::: Vorliegender Text
Chronik/Wien

Ludwigs Veto für City-Fahrverbot: Eine Bürde für Rot-Grün III

Kurz sah es fast so aus, als hätten der rote Bürgermeister und seine grüne Vize den Streit um die Verkehrsberuhigung in der Innenstadt beigelegt. Oder, präziser formuliert: auf die Zeit nach dem Wahltag verschoben.

Dafür hätte durchaus einiges gesprochen. Aus Sicht der Wienerinnen und Wiener – weil qualitätsvolle Lösungen noch nie inmitten eines Wahlkampfs erarbeitet wurden. Und aus Sicht beider Parteien – weil das Gerangel die Stimmung in der Koalition zuletzt doch spürbar trübte.

Jetzt hat der Machtpolitiker Michael Ludwig die Waffenruhe gebrochen. Denkbar knapp vor der Wahl – der Wähler vergisst schnell, das wissen die roten Strategen – versetzt er Birgit Hebein bei ihrem Kernthema, dem Verkehr, einen schweren Schlag.

Wie sehr Hebein Ludwigs Veto traf, zeigt sich an ihrer irritierenden Reaktion: Sie warf Ludwig „Mutlosigkeit“ vor, weil dieser dem stadteigenen Verfassungsdienst in dessen Argumentation folgte. Das sagt viel über das Verhältnis der Grünen zu den (rot angehauchten) Rechtsexperten ihres eigenen Magistrats. (Dass Hebein in Kauf genommen hätte, eine verfassungswidrige Verordnung zu erlassen, um ihre Politik durchzusetzen, steht überhaupt auf einem anderen Blatt.)
::::::
::: Vorliegende Daten
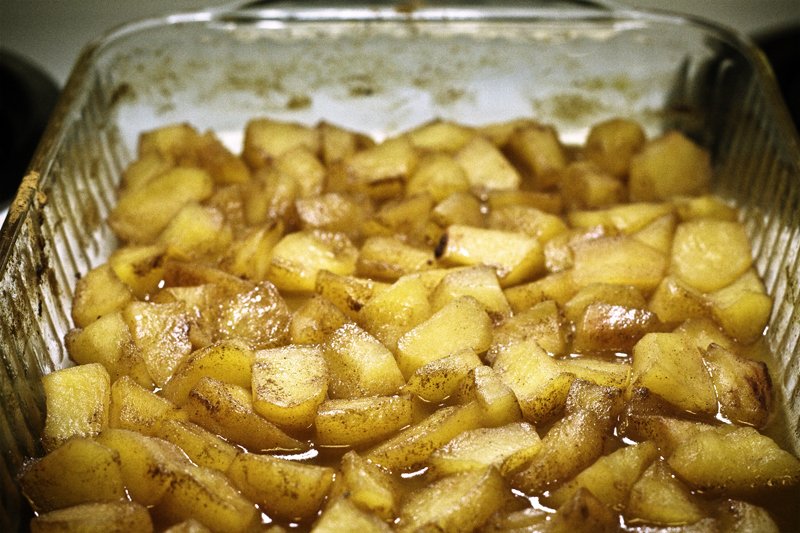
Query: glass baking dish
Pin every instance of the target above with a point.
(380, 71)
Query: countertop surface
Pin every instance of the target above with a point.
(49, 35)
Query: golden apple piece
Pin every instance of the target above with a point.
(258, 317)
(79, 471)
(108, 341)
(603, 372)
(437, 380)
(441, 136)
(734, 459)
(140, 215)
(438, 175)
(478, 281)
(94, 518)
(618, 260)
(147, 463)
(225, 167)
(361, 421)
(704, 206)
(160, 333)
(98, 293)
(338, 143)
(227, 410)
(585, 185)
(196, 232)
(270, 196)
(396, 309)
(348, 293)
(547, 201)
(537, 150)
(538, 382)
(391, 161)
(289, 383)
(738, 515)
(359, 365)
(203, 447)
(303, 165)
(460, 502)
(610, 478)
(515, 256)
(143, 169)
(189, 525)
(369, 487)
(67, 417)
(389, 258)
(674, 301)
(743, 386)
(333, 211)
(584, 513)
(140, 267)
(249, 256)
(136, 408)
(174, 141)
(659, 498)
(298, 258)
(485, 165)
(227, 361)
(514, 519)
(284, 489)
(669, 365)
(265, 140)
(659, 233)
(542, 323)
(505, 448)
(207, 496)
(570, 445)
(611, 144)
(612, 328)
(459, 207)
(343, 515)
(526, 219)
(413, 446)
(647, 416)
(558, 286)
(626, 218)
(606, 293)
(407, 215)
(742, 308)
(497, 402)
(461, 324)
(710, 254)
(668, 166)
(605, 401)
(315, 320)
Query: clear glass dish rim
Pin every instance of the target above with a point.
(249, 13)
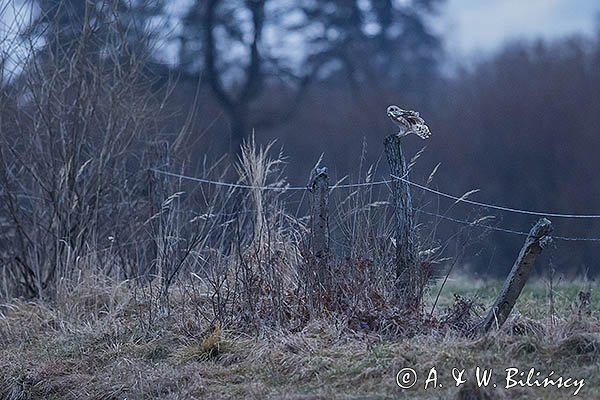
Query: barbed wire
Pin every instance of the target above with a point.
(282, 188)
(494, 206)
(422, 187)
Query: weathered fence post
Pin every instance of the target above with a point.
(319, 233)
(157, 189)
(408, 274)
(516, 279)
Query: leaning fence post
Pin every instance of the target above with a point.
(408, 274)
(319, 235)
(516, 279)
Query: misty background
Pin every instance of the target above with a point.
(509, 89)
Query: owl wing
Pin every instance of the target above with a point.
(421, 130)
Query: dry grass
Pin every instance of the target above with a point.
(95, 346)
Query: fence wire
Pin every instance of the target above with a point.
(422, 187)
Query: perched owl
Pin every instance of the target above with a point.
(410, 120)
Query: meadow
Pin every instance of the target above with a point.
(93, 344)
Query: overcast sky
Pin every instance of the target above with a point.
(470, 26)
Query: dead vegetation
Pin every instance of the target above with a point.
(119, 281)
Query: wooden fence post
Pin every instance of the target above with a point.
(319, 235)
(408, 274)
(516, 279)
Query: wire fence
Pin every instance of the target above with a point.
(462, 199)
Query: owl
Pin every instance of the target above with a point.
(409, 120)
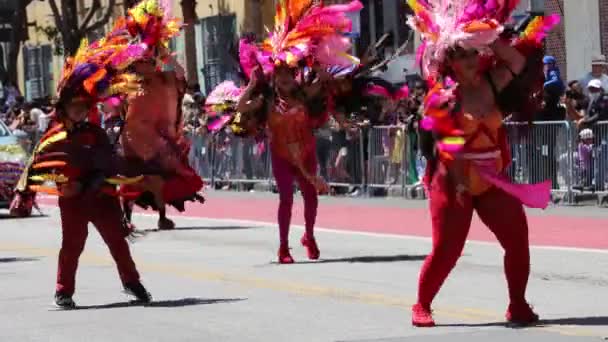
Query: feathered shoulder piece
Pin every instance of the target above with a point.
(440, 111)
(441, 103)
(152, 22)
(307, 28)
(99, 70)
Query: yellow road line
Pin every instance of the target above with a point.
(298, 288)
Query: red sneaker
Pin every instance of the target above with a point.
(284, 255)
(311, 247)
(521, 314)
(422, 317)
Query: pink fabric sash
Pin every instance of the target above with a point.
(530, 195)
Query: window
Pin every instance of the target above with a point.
::::::
::: Vorliegende Daten
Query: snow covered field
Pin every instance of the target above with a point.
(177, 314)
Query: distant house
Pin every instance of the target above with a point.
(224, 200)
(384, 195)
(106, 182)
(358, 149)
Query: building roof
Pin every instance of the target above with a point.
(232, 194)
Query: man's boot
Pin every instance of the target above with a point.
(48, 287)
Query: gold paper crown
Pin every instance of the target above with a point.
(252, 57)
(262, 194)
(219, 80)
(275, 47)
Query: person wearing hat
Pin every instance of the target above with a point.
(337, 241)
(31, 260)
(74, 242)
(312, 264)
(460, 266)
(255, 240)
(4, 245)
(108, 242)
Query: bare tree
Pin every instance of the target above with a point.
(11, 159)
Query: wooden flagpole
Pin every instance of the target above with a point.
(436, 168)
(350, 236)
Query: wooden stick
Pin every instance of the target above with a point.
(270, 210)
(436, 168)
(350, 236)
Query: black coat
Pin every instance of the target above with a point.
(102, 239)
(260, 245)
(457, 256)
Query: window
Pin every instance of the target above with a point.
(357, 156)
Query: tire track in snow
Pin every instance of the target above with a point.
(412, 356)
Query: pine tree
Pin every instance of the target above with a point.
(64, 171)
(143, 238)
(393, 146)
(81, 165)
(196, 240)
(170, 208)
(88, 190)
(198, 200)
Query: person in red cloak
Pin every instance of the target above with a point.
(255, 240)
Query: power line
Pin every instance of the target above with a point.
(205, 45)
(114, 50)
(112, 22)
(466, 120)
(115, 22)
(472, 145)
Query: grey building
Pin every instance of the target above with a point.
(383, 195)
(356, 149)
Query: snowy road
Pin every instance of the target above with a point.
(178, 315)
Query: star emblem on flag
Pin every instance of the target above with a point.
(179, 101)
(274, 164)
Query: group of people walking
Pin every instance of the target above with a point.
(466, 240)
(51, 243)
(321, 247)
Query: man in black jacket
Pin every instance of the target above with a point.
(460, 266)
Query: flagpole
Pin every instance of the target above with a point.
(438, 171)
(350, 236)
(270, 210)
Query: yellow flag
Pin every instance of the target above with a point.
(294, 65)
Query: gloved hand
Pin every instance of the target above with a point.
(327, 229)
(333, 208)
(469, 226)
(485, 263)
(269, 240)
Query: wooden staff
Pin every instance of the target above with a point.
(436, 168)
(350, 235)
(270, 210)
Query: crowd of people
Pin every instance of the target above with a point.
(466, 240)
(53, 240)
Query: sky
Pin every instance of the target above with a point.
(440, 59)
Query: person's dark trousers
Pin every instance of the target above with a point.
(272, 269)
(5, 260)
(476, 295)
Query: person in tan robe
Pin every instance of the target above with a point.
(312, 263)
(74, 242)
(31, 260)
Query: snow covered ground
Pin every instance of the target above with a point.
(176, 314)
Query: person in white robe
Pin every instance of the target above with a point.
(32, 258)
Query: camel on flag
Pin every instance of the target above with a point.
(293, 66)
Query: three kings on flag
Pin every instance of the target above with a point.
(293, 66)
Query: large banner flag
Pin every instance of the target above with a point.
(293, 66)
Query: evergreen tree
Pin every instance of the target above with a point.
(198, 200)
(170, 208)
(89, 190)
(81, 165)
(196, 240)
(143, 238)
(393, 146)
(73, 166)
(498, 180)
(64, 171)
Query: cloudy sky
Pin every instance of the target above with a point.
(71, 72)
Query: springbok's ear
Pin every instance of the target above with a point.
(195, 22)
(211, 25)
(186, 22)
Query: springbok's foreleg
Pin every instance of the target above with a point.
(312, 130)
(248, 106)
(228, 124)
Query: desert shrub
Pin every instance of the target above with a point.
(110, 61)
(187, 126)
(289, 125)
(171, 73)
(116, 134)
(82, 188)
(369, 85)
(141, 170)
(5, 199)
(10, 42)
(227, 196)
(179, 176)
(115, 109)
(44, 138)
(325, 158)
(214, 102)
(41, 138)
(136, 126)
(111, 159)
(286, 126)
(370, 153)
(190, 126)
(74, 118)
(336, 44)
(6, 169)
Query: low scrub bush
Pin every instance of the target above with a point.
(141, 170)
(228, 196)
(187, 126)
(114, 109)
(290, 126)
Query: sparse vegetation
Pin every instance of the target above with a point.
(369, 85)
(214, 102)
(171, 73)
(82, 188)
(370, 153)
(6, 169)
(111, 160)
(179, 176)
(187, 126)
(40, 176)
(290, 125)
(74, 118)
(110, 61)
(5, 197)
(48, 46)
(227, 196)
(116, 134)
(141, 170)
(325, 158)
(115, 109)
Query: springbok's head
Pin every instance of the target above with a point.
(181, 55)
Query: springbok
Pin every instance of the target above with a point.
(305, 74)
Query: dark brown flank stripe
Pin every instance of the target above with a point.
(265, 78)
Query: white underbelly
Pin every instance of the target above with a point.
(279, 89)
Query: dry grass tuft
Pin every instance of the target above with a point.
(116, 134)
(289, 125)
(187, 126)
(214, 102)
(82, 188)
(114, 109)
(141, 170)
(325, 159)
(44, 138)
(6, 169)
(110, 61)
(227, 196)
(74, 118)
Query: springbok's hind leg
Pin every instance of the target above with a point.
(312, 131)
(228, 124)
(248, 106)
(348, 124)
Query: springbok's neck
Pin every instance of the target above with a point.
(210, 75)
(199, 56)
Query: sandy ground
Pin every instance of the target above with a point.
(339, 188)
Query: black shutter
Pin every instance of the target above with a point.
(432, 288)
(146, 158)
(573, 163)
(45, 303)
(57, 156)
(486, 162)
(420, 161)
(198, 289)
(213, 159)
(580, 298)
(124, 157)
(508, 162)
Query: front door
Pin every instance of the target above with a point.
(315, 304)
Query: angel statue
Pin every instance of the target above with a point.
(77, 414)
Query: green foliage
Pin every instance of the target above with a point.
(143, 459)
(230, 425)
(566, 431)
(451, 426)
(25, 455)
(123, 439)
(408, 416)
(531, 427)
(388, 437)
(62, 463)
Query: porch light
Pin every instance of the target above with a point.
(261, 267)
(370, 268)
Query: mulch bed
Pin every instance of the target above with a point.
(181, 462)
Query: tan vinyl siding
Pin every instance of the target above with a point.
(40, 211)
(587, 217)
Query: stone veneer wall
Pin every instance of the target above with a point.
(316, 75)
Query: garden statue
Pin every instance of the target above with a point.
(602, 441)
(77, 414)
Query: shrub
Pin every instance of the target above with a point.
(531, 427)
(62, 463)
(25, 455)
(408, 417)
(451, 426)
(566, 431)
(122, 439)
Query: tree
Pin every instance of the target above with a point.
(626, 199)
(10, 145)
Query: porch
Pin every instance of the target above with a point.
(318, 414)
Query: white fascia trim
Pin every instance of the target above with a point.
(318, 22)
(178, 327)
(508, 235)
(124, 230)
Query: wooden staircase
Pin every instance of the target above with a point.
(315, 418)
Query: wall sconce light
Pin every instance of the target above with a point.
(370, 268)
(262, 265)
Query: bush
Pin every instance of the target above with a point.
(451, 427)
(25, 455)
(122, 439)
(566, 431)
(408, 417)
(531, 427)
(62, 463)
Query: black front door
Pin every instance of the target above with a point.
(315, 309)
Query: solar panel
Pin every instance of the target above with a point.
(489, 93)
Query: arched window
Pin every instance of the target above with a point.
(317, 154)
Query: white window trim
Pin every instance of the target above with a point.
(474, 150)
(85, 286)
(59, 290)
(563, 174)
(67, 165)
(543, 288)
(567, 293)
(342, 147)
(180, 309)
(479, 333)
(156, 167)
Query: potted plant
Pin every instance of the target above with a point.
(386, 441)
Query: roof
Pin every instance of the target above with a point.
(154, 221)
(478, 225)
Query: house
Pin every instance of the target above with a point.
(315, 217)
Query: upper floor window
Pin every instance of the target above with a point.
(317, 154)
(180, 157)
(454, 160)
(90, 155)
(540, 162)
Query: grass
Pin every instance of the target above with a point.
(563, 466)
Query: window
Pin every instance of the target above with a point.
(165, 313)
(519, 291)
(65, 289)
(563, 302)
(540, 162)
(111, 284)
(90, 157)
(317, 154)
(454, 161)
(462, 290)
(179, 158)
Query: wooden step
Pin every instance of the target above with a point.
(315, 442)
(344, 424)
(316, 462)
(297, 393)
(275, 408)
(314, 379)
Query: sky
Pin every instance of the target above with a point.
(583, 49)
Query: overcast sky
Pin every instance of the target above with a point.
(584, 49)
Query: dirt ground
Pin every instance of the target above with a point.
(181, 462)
::::::
### Aufgabe:
Greif den Kommentar über Ludwigs Veto gegen das City-Fahrverbot nach seinem letzten Satz wieder auf und schreib ihn weiter.

### Lösung:
Warum aber sucht Ludwig die Konfrontation mit den Grünen? Vielleicht, weil seine Politik der ruhigen Hand in den vergangenen Tagen fast schon verschlafen wirkte. Vielleicht, weil die SPÖ in Zeiten steigender Corona-Fälle in den Wiener Spitälern auf der Suche nach eigenen, positiven Schlagzeilen war, die Tatkraft signalisieren.

Die Mehrheit der Wiener weiß der Bürgermeister hinter sich.

Für die rot-grünen Koalitionsgespräche, die nach dem 11. Oktober rasch beginnen, ist das Veto aber eine Bürde. Ludwig hat Hebein öffentlich düpiert und zugleich seine Position einzementiert: Ein Fahrverbot in der City wird es unter ihm nicht geben, zumindest keine umfangreiches.

Das müssen die Grünen schlucken, wenn sie koalieren wollen. Ludwig ist in einer bequemen Situation. Er kann nach der Wahl auch die türkise – oder gar die pinke – Karte ziehen.